• _Brief_
Copy out every one of the rows below word for word, omitting the pictures.

(Region segmentation data)
==================================================

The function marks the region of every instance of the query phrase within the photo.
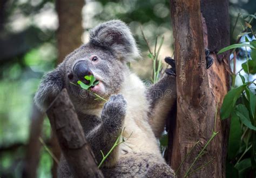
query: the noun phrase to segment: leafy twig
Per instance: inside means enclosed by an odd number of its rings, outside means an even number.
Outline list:
[[[178,167],[178,169],[177,169],[177,170],[176,171],[176,174],[177,174],[177,173],[179,172],[179,170],[180,169],[180,168],[181,167],[182,165],[184,163],[185,160],[187,159],[187,156],[190,154],[190,153],[193,151],[193,149],[194,149],[194,148],[196,147],[196,146],[197,146],[197,145],[198,144],[198,143],[199,142],[200,142],[199,141],[197,142],[196,143],[196,144],[194,144],[194,145],[192,147],[192,148],[190,149],[190,151],[186,154],[186,155],[185,156],[184,159],[183,159],[183,160],[182,160],[181,162],[180,163],[179,167]]]
[[[100,153],[102,153],[102,156],[103,156],[103,158],[102,158],[102,161],[100,162],[100,163],[99,163],[99,166],[98,166],[98,168],[100,168],[102,165],[103,164],[104,162],[105,161],[105,160],[106,160],[106,159],[107,159],[107,158],[109,156],[109,155],[110,154],[110,153],[111,153],[111,152],[113,151],[113,150],[117,146],[118,146],[120,144],[123,144],[123,143],[126,141],[127,140],[128,140],[128,139],[131,137],[131,136],[132,136],[132,132],[131,133],[131,134],[130,135],[130,136],[126,139],[126,140],[125,140],[124,138],[123,138],[123,140],[122,141],[120,142],[119,143],[119,140],[120,140],[120,138],[121,138],[123,133],[124,133],[124,130],[125,129],[125,127],[124,128],[124,129],[123,129],[122,131],[121,132],[121,133],[120,134],[120,135],[118,136],[118,137],[117,137],[117,140],[116,140],[114,144],[114,145],[113,145],[113,146],[112,147],[112,148],[110,149],[110,150],[109,151],[109,152],[107,152],[107,153],[105,155],[103,153],[103,152],[100,150]]]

==================================================

• _Expected answer_
The function marks the region of every instance of the query phrase within the photo.
query: the noun phrase to segment: leafy twig
Per instance: inside means enclosed by an odd number of its rings, outside means an even number.
Outline list:
[[[178,167],[178,169],[177,169],[177,170],[176,171],[176,174],[177,174],[177,173],[179,172],[179,170],[180,169],[180,168],[181,167],[182,165],[184,163],[185,160],[187,159],[187,156],[190,154],[190,153],[193,151],[193,149],[194,149],[194,148],[196,147],[196,146],[197,146],[197,145],[198,144],[198,143],[199,142],[200,142],[199,141],[197,142],[196,143],[196,144],[194,144],[194,145],[192,147],[192,148],[190,149],[190,151],[186,154],[186,155],[185,156],[184,159],[183,159],[183,160],[182,160],[181,162],[180,163],[179,167]]]
[[[100,153],[102,153],[102,156],[103,156],[103,158],[102,158],[102,161],[100,162],[100,163],[99,163],[99,166],[98,166],[98,168],[100,168],[102,165],[103,164],[104,162],[105,161],[105,160],[106,160],[106,159],[107,159],[107,158],[109,156],[109,155],[110,154],[110,153],[111,153],[111,152],[113,151],[113,150],[117,146],[118,146],[120,144],[123,144],[123,143],[126,141],[127,140],[128,140],[128,139],[131,137],[131,136],[132,136],[132,132],[131,133],[131,134],[130,135],[130,136],[126,139],[126,140],[125,140],[124,138],[123,138],[123,140],[122,141],[120,142],[119,143],[119,140],[120,140],[120,138],[121,138],[123,133],[124,133],[124,130],[125,129],[125,127],[124,128],[124,129],[123,129],[122,131],[121,132],[121,133],[120,134],[120,135],[118,136],[118,137],[117,137],[117,140],[116,140],[114,144],[114,145],[113,145],[113,146],[112,147],[112,148],[110,149],[110,150],[109,151],[109,152],[107,152],[107,153],[105,155],[103,153],[103,152],[100,150]]]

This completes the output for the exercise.